Medische instrumenten en geneesmiddelen zijn te testen op bacteriële besmetting met peptides uit de Afrikaanse klauwkikker. Dat is goed nieuws voor degenkrabben en kanoetstrandlopers. En omdat die peptides gewoon in het lab zijn te synthetiseren kost het géén klauwkikkers, zo stellen onderzoekers van Princeton University in PNAS.

De klauwkikker maakt die peptides (korte aminozuurketens) aan om zijn huid te beschermen tegen bacteriële infectie.

 

Op Princeton zijn ze er nu in geslaagd om een synthetische kopie van één zo’n peptide, magaïnine I, via een C-terminaal cysteïneresidu vast te leggen op een goudoppervlak. Via een capacitief meetprincipe kun je vervolgens de reactie van dit peptide op een pathogene bacterie omzetten in een elektrisch signaal. De eerste proeven met E.coli wezen uit dat de detectiegrens ongeveer op één bacterie per microliter zit, wat voor klinische toepassingen een interessante waarde is.

 

Een dergelijke sensor zou de huidige ‘Limulus amebocyte lysaat’-test (LAL) kunnen vervangen. Die is gebaseerd op het bloed van de degenkrab, dat de unieke eigenschap heeft dat het stolt wanneer het bepaalde bacteriën tegenkomt. Om die test te produceren worden massaal degenkrabben gevangen en ontdaan van een deel van hun bloed. Ze worden daarna teruggegooid in zee en de meerderheid schijnt de aderlating nog te overleven ook. Maar de laatste jaren loopt het aantal degenkrabben nogal terug.

 

Dat is weer slecht nieuws voor kanoetstrandlopers, want hun menu is voor een belangrijk deel gebaseerd op eitjes van de degenkrab. Hun aantal is nog veel harder gedaald, en natuurbeschermers beginnen behoorlijk ongerust te worden.

 

Op Princeton hopen ze met hun klauwkikkersensor zowel degenkrab als kanoet voor uitsterven te kunnen behoeden.

Opdrachten:
**1.** Beantwoord de volgende vragen over de tekst over de klauwkikkersensor.
(a) Op welk oppervlak hebben de onderzoekers het synthetische peptide vastgelegd?
(b) Waarop is de huidige LAL-test gebaseerd?
(c) Waarop is het menu van kanoetstrandlopers voor een belangrijk deel gebaseerd?
**2.** Neem uit de tekst over de klauwkikkersensor letterlijk het gedeelte over van "Op Princeton zijn" tot en met "interessante waarde is.".

Oefengegevens:
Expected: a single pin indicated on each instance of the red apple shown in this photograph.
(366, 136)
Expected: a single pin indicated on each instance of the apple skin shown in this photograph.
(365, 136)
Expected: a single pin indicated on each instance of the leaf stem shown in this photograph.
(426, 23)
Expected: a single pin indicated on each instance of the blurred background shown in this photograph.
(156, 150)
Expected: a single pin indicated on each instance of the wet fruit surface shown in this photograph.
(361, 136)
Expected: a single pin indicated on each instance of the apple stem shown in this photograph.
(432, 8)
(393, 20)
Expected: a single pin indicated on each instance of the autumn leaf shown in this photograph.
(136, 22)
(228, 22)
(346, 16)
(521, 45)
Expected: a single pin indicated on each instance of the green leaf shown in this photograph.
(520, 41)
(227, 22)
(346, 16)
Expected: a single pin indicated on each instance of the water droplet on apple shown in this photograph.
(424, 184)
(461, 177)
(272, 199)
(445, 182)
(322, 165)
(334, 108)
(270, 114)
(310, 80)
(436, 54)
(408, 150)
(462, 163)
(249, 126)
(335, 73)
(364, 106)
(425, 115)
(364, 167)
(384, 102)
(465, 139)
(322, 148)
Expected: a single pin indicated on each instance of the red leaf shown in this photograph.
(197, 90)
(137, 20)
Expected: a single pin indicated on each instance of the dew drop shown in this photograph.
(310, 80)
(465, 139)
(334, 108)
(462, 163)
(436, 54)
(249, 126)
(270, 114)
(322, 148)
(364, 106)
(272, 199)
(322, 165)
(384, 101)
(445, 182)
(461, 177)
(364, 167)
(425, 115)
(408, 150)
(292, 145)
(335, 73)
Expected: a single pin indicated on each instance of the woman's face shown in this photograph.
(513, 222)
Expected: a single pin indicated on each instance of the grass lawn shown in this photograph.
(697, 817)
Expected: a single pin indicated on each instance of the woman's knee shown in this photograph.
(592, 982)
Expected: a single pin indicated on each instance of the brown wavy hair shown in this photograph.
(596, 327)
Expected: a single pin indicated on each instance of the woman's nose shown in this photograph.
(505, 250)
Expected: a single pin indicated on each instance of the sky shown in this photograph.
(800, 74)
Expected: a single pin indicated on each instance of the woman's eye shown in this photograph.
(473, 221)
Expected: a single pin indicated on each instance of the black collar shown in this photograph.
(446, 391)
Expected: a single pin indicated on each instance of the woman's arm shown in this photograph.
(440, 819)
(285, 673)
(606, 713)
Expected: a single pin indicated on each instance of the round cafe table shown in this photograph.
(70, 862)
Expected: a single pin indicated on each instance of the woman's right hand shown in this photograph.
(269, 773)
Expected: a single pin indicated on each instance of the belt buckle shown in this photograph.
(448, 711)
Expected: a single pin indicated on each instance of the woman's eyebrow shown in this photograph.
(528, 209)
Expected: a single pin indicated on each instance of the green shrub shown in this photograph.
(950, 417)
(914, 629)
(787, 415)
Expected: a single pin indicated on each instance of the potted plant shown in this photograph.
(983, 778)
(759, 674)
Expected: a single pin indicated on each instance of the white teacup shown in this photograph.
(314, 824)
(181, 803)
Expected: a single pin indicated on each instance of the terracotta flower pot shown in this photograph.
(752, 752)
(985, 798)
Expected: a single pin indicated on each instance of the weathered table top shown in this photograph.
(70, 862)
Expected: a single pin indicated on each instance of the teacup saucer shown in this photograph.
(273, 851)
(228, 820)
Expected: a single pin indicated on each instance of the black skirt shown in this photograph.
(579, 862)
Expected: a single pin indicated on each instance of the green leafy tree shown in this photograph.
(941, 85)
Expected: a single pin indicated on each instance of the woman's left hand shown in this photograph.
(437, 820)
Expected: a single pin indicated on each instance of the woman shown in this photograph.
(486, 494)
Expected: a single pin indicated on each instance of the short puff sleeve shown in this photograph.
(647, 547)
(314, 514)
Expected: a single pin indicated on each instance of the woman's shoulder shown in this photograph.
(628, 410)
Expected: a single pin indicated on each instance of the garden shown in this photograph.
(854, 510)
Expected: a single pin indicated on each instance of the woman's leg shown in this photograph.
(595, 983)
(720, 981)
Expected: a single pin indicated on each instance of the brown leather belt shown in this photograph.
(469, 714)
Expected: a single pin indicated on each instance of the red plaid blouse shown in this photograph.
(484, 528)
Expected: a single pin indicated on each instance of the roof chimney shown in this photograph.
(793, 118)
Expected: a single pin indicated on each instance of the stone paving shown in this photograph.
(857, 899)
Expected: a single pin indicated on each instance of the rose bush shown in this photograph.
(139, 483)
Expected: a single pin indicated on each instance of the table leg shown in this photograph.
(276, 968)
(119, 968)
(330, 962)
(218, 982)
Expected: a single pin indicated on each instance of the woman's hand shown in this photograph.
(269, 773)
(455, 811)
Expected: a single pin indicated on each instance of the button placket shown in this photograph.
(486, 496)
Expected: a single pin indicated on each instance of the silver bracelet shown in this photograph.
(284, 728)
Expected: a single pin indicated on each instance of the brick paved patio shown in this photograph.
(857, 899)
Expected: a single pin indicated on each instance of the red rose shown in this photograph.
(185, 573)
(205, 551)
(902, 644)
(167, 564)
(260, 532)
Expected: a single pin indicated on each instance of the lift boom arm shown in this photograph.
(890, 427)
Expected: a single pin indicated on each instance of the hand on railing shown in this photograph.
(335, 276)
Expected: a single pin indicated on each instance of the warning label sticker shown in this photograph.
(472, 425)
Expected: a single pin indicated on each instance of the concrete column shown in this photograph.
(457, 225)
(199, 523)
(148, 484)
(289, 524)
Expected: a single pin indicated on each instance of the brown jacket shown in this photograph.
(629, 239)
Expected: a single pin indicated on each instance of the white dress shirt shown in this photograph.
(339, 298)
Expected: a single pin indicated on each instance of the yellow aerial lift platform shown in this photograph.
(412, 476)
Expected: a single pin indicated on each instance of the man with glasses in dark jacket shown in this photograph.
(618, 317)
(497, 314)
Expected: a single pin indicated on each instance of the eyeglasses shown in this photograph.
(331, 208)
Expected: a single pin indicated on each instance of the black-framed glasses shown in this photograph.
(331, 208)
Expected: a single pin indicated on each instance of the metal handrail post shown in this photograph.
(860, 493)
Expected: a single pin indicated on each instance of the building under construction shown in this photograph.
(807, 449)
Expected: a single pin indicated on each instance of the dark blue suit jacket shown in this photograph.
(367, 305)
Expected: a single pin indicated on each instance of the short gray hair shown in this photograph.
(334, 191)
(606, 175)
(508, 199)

Uitwerkingen:
**1.**
(a) Op een goudoppervlak.
(b) Op het bloed van de degenkrab.
(c) Op eitjes van de degenkrab.

**2.**
Op Princeton zijn ze er nu in geslaagd om een synthetische kopie van één zo’n peptide, magaïnine I, via een C-terminaal cysteïneresidu vast te leggen op een goudoppervlak. Via een capacitief meetprincipe kun je vervolgens de reactie van dit peptide op een pathogene bacterie omzetten in een elektrisch signaal. De eerste proeven met E.coli wezen uit dat de detectiegrens ongeveer op één bacterie per microliter zit, wat voor klinische toepassingen een interessante waarde is.